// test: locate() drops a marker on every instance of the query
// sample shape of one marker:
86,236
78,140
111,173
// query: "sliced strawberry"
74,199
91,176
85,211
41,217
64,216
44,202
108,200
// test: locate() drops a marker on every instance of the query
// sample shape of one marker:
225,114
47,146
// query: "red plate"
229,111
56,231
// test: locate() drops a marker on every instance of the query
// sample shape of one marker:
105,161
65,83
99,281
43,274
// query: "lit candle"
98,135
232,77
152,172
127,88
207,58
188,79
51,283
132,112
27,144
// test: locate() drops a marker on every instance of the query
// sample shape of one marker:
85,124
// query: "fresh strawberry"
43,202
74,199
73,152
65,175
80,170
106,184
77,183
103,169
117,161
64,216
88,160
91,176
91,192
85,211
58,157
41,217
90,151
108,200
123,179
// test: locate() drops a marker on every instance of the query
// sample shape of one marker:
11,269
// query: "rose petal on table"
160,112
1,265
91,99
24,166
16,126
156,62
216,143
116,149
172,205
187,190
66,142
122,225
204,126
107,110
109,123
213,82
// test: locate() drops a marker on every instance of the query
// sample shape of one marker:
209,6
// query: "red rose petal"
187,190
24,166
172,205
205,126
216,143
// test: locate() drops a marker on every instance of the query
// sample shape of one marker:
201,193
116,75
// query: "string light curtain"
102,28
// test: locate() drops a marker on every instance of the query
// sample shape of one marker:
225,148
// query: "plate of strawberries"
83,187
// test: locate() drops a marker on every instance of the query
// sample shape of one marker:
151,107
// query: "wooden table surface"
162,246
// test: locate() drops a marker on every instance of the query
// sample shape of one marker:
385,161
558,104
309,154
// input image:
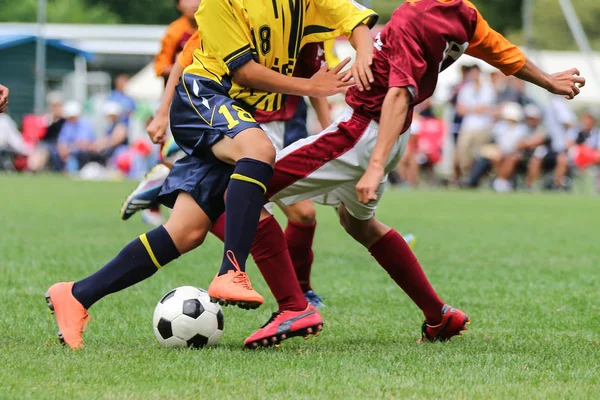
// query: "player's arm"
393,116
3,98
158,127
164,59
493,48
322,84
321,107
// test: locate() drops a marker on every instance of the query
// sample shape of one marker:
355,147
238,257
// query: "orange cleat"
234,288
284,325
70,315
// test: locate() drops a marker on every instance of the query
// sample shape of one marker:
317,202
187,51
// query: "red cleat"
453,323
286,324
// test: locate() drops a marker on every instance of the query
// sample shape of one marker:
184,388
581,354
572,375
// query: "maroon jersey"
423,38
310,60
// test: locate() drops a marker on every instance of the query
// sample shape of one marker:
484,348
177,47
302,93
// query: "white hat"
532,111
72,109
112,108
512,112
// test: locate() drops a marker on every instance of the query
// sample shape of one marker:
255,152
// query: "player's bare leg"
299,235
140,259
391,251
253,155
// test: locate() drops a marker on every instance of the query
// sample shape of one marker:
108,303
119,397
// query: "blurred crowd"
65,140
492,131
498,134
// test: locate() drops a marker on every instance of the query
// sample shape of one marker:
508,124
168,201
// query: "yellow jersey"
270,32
•••••
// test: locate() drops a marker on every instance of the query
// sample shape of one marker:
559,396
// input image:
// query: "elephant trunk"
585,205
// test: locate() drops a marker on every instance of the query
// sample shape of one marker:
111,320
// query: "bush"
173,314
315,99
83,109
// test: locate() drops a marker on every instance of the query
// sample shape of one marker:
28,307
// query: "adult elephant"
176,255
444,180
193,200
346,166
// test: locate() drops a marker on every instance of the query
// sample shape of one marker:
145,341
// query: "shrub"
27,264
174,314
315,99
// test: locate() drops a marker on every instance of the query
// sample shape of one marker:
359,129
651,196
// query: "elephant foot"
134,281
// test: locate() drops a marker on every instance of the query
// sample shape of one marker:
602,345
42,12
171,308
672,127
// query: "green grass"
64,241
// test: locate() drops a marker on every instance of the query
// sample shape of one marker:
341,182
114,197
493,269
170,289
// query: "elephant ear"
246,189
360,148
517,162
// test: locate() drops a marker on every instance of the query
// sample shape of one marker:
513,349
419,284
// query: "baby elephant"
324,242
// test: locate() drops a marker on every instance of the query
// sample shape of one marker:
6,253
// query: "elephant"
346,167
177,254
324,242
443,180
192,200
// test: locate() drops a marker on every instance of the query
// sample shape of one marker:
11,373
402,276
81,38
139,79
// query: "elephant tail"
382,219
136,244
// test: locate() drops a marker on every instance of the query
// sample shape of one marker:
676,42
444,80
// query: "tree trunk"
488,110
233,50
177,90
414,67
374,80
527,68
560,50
•••••
What is asked ▸ Pull out every line of the records that contains the string "table", and copy each one in full.

Output below ▸
// query: "rose petal on table"
// query: "wooden table surface"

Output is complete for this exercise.